- **ACTIVITY**
Report every line of the data where the string "field" appears.

Start of PROVIDED INFORMATION

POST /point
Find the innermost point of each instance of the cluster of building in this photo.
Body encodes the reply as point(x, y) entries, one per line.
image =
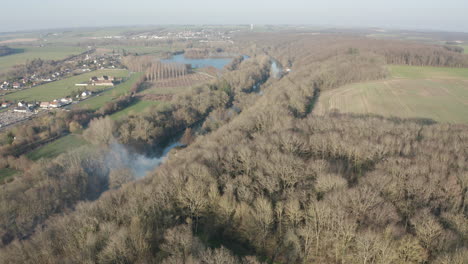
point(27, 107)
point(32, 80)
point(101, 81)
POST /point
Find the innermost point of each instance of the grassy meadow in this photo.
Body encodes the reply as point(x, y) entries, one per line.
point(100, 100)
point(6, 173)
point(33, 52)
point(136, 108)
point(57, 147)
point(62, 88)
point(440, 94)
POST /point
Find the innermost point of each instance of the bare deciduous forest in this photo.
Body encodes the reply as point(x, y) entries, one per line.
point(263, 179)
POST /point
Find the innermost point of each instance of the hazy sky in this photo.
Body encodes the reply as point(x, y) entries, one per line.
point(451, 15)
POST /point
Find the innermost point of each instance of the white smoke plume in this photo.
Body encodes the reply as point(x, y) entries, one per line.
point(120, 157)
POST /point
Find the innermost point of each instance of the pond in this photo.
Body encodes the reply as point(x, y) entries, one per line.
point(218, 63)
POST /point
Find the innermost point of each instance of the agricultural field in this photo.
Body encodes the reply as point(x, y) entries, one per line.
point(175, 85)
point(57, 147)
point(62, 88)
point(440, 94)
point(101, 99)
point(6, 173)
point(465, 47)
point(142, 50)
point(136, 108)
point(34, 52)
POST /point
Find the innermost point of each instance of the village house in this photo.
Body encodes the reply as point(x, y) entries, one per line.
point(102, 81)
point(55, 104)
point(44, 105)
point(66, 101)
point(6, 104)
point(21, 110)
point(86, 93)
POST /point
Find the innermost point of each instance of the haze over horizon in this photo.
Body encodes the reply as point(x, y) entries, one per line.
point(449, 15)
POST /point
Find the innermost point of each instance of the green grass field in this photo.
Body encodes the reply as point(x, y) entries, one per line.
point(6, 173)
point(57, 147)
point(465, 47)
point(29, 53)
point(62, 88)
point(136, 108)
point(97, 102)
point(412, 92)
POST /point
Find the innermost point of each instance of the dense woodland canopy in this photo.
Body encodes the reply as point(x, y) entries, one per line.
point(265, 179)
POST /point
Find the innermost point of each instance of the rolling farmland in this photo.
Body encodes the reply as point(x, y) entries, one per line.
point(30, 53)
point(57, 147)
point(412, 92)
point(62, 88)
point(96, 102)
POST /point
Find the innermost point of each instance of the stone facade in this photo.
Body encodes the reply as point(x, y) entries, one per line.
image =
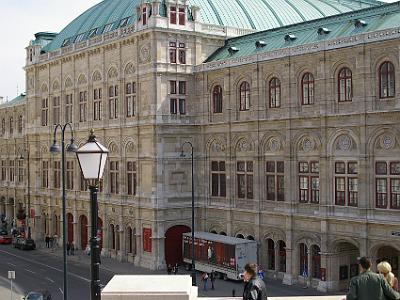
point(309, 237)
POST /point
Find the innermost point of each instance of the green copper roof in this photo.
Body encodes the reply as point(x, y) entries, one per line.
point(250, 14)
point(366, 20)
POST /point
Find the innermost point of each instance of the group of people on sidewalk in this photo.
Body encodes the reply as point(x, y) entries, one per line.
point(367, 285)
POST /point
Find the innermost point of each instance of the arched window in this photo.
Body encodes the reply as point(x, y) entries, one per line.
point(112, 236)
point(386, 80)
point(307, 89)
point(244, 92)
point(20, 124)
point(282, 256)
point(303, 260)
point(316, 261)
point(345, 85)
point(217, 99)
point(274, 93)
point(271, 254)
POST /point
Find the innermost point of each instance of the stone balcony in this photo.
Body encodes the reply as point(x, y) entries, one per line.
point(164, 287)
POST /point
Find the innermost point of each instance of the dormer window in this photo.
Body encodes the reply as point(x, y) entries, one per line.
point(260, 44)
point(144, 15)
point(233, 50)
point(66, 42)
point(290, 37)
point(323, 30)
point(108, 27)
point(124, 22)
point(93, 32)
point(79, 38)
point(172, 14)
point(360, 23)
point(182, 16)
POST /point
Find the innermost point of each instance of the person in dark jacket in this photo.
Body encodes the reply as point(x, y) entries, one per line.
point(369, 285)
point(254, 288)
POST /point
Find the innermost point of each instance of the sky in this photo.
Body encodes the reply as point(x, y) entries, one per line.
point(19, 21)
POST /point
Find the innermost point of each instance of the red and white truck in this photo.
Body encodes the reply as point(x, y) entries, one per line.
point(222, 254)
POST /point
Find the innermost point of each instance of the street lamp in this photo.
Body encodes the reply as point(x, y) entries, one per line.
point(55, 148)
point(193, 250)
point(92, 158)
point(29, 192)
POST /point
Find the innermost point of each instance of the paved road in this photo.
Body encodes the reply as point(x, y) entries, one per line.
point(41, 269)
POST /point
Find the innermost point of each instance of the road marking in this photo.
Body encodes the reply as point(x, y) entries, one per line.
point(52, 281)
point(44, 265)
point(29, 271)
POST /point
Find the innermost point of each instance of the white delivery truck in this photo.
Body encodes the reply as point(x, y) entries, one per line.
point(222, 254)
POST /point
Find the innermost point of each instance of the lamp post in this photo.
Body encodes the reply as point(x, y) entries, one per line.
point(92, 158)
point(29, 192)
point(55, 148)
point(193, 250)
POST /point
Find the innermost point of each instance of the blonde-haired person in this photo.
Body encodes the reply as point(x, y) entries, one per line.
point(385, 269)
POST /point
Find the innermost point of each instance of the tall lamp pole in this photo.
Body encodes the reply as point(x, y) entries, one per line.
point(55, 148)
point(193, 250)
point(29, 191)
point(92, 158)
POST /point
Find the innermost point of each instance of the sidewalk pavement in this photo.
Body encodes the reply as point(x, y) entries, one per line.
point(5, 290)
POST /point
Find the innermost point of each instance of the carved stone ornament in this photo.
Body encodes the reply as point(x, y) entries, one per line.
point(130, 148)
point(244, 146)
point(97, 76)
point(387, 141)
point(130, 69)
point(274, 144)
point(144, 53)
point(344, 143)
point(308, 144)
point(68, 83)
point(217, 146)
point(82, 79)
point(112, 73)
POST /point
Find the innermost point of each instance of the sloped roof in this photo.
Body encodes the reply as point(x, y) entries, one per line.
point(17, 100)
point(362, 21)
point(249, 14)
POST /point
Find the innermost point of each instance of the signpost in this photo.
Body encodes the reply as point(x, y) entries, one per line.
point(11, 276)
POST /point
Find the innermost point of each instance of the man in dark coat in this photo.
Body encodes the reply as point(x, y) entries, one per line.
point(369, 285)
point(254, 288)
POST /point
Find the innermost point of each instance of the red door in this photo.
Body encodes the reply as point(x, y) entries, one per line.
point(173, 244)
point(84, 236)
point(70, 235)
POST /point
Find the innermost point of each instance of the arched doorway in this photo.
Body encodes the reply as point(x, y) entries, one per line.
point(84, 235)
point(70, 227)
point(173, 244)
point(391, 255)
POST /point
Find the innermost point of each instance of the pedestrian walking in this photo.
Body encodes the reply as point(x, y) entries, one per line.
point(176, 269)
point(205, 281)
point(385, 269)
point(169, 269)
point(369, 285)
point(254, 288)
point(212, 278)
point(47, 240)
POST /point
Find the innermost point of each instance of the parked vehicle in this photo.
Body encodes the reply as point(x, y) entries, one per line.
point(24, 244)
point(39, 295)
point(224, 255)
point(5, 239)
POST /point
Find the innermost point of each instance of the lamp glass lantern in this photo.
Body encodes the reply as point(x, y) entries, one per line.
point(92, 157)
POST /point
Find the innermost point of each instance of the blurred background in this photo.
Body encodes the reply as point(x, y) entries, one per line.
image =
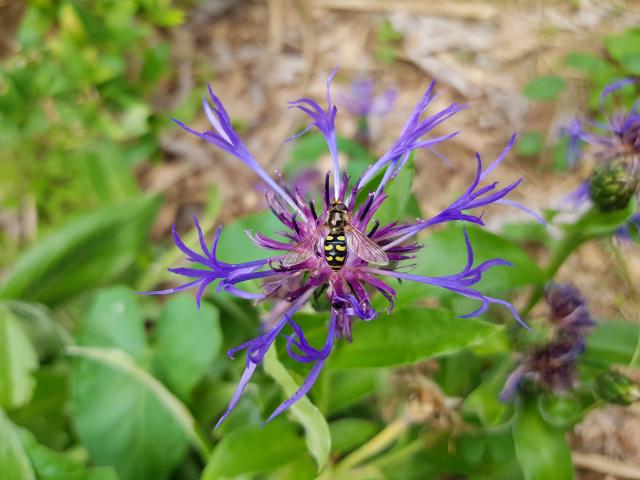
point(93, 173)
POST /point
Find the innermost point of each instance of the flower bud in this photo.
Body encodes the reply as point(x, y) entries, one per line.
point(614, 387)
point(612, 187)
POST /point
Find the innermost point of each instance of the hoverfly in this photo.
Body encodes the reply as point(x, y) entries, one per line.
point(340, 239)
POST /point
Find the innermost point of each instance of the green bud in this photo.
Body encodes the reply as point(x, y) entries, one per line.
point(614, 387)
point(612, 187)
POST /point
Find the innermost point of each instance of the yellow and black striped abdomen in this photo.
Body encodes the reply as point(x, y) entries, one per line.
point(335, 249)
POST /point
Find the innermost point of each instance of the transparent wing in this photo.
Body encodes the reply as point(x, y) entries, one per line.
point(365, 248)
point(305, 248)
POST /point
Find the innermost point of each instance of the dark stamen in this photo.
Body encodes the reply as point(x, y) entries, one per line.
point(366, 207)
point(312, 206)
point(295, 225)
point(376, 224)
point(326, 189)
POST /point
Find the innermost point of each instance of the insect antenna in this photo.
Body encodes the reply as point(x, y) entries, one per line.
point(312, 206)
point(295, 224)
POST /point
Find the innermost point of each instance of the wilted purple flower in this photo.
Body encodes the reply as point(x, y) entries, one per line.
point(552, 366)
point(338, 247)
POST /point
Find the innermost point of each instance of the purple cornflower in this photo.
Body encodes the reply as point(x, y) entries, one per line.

End of PROVIDED INFORMATION

- **RESPONSE FOR THIS EXERCISE**
Find the innermost point of each instance of the agricultural field in this photo.
Find the innermost point of each instance of the green grass field in this photo.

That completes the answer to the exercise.